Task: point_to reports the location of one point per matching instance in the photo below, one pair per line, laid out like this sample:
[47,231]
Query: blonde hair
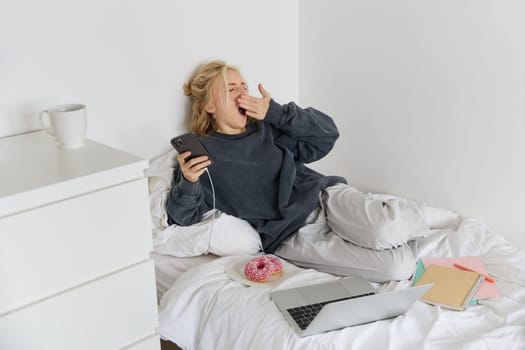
[200,89]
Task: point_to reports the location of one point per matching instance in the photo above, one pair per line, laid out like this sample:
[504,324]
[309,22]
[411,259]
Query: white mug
[67,124]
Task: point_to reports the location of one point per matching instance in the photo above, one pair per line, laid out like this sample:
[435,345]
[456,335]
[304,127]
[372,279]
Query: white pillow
[217,233]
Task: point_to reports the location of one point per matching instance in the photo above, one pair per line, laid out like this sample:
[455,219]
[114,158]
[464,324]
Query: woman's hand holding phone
[192,168]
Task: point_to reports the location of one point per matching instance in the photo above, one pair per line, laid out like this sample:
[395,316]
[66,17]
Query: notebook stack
[453,288]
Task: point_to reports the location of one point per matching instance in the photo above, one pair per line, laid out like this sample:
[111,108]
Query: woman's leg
[316,246]
[373,220]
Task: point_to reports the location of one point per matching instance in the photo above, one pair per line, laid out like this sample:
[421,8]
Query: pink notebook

◇ ◇ ◇ ◇ ◇ ◇ ◇

▶ Exercise directions: Extract the text of all the records above verbatim, excluding pictures.

▶ Exercise solution:
Task: point_to reports the location of one point per matching instance in the photo below, one pair per line, laid out like this sample:
[47,231]
Query: blonde hair
[200,89]
Task: point_to reports the location of one point per matching instance in the photo above, one pair per line, laid out like this sample:
[504,324]
[309,22]
[411,259]
Query: white mug
[67,124]
Task: point_to reports the location of one point per matching instance in the photo above, one pair per line, laid out like this sample:
[435,345]
[456,335]
[304,127]
[372,279]
Query: white pillow
[217,233]
Task: point_to reports the location of one point per matching instance in the photo above, one pair per line, laid out like this sample:
[455,219]
[114,158]
[464,324]
Query: woman's hand holding phone
[192,168]
Task: point_to reports the location of one point per matching instance in the photo above, one pair per line, laid out like this sample:
[395,316]
[66,17]
Query: notebook stack
[453,288]
Task: point_to reports the location of one point per matching instance in the photo above, one pair per line, laid out like this sample:
[111,108]
Query: woman's leg
[316,246]
[373,220]
Task: point_to reports the location of one point per matching instance in the photo above, one pair per line, laid out like this sample:
[421,8]
Query: pink notebook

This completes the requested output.